** Begin DOCUMENT SECTION **

CW

dbt Ephemeral Models

Free Lesson

Advertisement

dbt Ephemeral Models

Ephemeral Model Architecture

Materialization Comparison Pipeline

Formal Definitions

DfEphemeral Model

An ephemeral model is a dbt model that is not materialized as a database object. Instead, its SQL is collected and injected as a Common Table Expression (CTE) into any downstream model that references it via ref(). Ephemeral models exist only at compile time and have no persistent representation in the database. They are ideal for intermediate transformations that are used by exactly one downstream model.

DfCTE Injection

CTE injection is the process where dbt's compiler replaces ref('ephemeral_model') calls with the full SQL definition of the ephemeral model, wrapped as a CTE. For a downstream model D that references ephemeral model E, the compiled SQL becomes: WITH cte_name AS (SELECT ... FROM ...) SELECT ... FROM cte_name. This eliminates the need for a separate database object.

DfCTE (Common Table Expression)

A Common Table Expression (CTE) is a named temporary result set defined within a SQL query using the WITH clause. CTEs improve readability, enable recursive queries, and allow referencing the same subquery multiple times. In dbt, ephemeral models leverage CTEs to compose complex transformations without creating database objects.

** End DOCUMENT SECTION **
** Begin DATA EXCERPT **

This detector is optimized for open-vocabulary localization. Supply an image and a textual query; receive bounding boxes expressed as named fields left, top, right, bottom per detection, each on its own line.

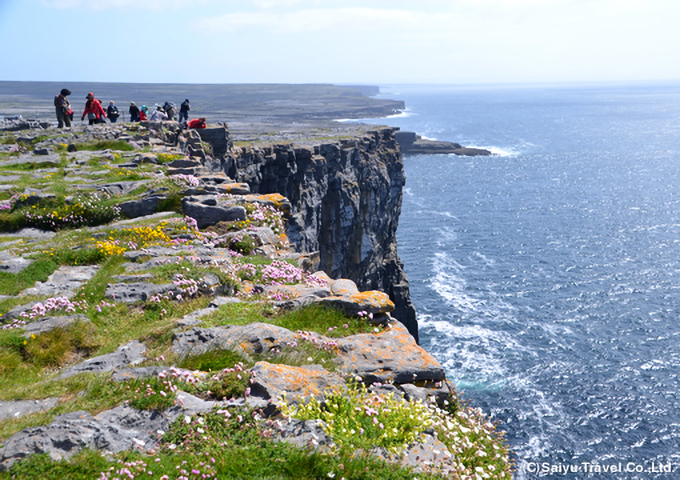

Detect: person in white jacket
left=149, top=105, right=168, bottom=122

** End DATA EXCERPT **

WHAT IS ASKED:
- 1) According to the dbt ephemeral models page, when do ephemeral models exist?
- 2) Retype the dbt ephemeral models page from "An ephemeral model" down to "(Common Table Expression)".

RESPONSES TO THE EXERCISE:
- 1) Only at compile time.

- 2)
An ephemeral model is a dbt model that is not materialized as a database object. Instead, its SQL is collected and injected as a Common Table Expression (CTE) into any downstream model that references it via ref(). Ephemeral models exist only at compile time and have no persistent representation in the database. They are ideal for intermediate transformations that are used by exactly one downstream model.

DfCTE Injection

CTE injection is the process where dbt's compiler replaces ref('ephemeral_model') calls with the full SQL definition of the ephemeral model, wrapped as a CTE. For a downstream model D that references ephemeral model E, the compiled SQL becomes: WITH cte_name AS (SELECT ... FROM ...) SELECT ... FROM cte_name. This eliminates the need for a separate database object.

DfCTE (Common Table Expression)